Available records section start

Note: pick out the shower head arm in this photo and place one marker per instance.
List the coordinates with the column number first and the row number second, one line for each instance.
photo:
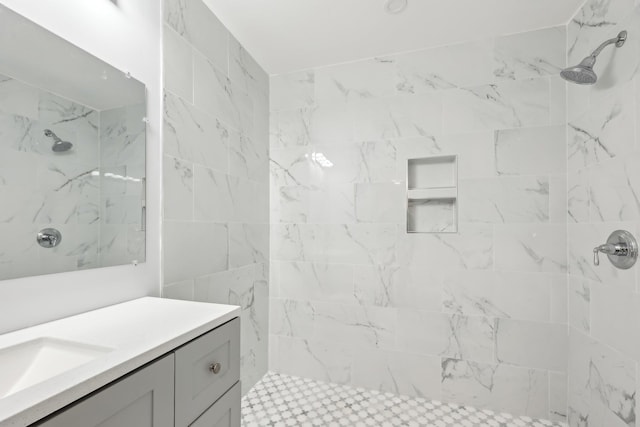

Available records section end
Available records section start

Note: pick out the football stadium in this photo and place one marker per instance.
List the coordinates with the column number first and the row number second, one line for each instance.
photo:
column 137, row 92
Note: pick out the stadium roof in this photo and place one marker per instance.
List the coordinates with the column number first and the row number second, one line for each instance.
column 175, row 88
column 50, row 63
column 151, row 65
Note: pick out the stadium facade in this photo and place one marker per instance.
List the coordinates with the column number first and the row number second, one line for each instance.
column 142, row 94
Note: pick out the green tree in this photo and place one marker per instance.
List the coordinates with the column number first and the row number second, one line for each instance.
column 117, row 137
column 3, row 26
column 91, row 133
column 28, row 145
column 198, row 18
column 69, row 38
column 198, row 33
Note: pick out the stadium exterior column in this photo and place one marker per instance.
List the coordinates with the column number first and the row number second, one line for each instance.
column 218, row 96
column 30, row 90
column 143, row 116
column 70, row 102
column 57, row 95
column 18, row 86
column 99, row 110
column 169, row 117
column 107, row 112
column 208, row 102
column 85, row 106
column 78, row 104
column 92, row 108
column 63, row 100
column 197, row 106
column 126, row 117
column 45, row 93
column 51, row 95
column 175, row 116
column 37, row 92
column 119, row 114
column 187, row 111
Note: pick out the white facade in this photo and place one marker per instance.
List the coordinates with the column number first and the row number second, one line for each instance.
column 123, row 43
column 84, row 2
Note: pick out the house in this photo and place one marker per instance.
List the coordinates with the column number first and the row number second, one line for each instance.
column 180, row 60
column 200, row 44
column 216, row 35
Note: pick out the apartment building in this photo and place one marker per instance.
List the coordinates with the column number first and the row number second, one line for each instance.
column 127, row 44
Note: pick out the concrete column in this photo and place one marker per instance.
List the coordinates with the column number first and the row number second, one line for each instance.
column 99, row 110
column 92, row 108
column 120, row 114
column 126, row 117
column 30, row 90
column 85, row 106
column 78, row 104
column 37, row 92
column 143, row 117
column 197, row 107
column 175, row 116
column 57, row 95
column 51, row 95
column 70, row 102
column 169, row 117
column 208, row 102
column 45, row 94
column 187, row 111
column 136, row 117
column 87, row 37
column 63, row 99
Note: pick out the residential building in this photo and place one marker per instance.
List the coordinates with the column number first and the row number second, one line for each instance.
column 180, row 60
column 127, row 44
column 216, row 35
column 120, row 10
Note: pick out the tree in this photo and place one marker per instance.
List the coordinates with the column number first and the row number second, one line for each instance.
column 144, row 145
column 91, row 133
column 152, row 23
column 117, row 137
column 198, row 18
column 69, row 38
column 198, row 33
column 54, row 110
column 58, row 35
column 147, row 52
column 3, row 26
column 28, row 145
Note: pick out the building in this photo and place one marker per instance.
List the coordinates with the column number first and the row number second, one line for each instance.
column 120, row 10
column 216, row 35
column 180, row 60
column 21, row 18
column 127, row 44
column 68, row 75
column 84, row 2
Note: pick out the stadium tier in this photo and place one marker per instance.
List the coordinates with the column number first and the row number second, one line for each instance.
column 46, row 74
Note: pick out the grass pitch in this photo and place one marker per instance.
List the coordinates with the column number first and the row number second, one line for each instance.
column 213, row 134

Available records section end
Available records section start

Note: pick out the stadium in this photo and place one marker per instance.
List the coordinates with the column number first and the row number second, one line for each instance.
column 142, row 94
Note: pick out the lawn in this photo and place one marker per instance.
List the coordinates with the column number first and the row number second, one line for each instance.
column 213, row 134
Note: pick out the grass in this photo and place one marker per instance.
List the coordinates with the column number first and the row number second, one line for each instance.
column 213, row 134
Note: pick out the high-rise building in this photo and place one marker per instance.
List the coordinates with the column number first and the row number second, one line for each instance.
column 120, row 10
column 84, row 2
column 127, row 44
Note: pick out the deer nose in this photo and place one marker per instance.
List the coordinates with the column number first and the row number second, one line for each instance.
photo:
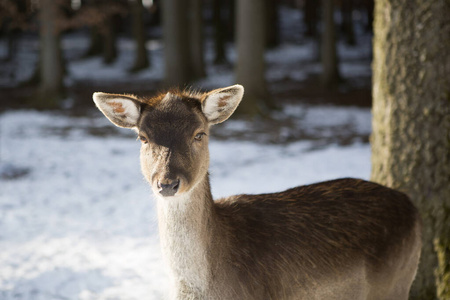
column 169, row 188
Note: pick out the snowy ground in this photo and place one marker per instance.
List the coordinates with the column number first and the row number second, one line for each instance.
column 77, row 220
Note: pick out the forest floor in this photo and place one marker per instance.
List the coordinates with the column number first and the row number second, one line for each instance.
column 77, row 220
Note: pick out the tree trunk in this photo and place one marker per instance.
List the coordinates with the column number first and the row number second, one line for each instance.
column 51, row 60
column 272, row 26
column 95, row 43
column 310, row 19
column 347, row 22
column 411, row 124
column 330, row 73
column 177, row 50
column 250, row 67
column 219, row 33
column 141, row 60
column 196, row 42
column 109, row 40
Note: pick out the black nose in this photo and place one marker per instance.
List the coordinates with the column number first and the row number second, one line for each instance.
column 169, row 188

Available records section end

(Work item):
Scan the entries above for the string "building", and copy every line where it turns up.

(Result):
Note: pick out the apartment building in this photo and place one marker per instance.
Note: pick out the residential building in this photo and place one marker per instance.
Note: pick out the building in this photo and place one marker per instance.
Note: pick out the high-rise building in this photo and place one marker per instance.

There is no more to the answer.